### TASK REQUIREMENTS
Write out all of the records below again, requests included, and scale up the answers by multiplying every number in them (the viewBox sizes and the outline coordinates) by 1.3, rounding to whole numbers with halves going up. Keep the numbers in the requests and their sample outlines unchanged, and leave the pictures out.

======== DATA EXCERPTS

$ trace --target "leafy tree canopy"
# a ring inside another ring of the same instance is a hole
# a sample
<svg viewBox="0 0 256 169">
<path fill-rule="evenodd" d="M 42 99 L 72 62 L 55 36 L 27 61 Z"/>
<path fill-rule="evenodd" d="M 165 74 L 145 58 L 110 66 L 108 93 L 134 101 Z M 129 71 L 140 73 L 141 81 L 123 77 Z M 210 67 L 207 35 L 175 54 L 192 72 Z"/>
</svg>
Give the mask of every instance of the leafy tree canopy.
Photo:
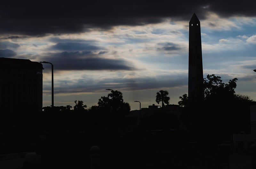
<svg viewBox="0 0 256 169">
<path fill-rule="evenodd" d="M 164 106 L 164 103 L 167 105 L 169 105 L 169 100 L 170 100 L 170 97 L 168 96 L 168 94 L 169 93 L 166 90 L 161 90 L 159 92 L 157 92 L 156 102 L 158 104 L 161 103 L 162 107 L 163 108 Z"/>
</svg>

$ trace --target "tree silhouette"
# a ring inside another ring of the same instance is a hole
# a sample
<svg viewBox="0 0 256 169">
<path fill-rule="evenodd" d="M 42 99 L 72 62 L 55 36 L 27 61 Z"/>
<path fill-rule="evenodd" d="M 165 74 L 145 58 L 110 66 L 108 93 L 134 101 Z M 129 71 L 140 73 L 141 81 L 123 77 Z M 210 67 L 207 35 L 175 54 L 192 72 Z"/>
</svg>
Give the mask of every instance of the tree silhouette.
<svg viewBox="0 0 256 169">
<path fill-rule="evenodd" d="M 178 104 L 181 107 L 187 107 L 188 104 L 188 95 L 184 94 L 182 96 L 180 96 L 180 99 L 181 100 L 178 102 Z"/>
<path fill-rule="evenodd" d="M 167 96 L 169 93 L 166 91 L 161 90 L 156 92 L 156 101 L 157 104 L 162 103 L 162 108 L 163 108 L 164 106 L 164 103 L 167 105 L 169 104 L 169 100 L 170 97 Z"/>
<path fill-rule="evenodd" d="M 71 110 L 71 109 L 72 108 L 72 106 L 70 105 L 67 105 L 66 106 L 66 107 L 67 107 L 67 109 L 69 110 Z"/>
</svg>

================

### EXERCISE RESULT
$ trace --target "leafy tree canopy"
# a ring inside another ring of the same instance is a hole
# a sample
<svg viewBox="0 0 256 169">
<path fill-rule="evenodd" d="M 42 99 L 72 62 L 55 36 L 27 61 Z"/>
<path fill-rule="evenodd" d="M 165 74 L 145 58 L 110 66 L 108 93 L 134 101 Z M 129 71 L 140 73 L 141 81 L 123 77 Z M 210 67 L 207 35 L 175 54 L 192 72 Z"/>
</svg>
Give the mask of every instance of the leafy tree canopy.
Photo:
<svg viewBox="0 0 333 220">
<path fill-rule="evenodd" d="M 213 138 L 213 134 L 217 137 L 220 137 L 220 130 L 221 130 L 221 126 L 218 125 L 218 122 L 220 121 L 216 117 L 209 117 L 207 120 L 204 120 L 203 133 L 205 135 L 209 134 L 211 139 L 212 140 Z"/>
</svg>

$ trace --target "tree silhouette"
# a ring inside another ring of the same instance is a hole
# a sample
<svg viewBox="0 0 256 169">
<path fill-rule="evenodd" d="M 42 99 L 72 62 L 55 36 L 27 61 Z"/>
<path fill-rule="evenodd" d="M 165 74 L 145 58 L 110 66 L 108 93 L 134 101 Z M 129 71 L 140 73 L 141 81 L 123 77 Z M 210 67 L 207 35 L 175 54 L 192 72 Z"/>
</svg>
Give the mask of every instance of the tree silhouette.
<svg viewBox="0 0 333 220">
<path fill-rule="evenodd" d="M 231 135 L 235 139 L 243 139 L 244 135 L 244 124 L 239 122 L 237 125 L 234 125 L 234 129 L 235 130 L 231 133 Z"/>
<path fill-rule="evenodd" d="M 217 125 L 220 121 L 216 118 L 209 117 L 203 120 L 203 131 L 204 135 L 211 134 L 211 140 L 212 140 L 213 138 L 213 134 L 217 137 L 220 135 L 220 130 L 221 126 Z"/>
<path fill-rule="evenodd" d="M 92 143 L 92 142 L 94 140 L 94 138 L 91 137 L 87 137 L 86 138 L 86 139 L 87 139 L 87 142 L 90 143 Z"/>
</svg>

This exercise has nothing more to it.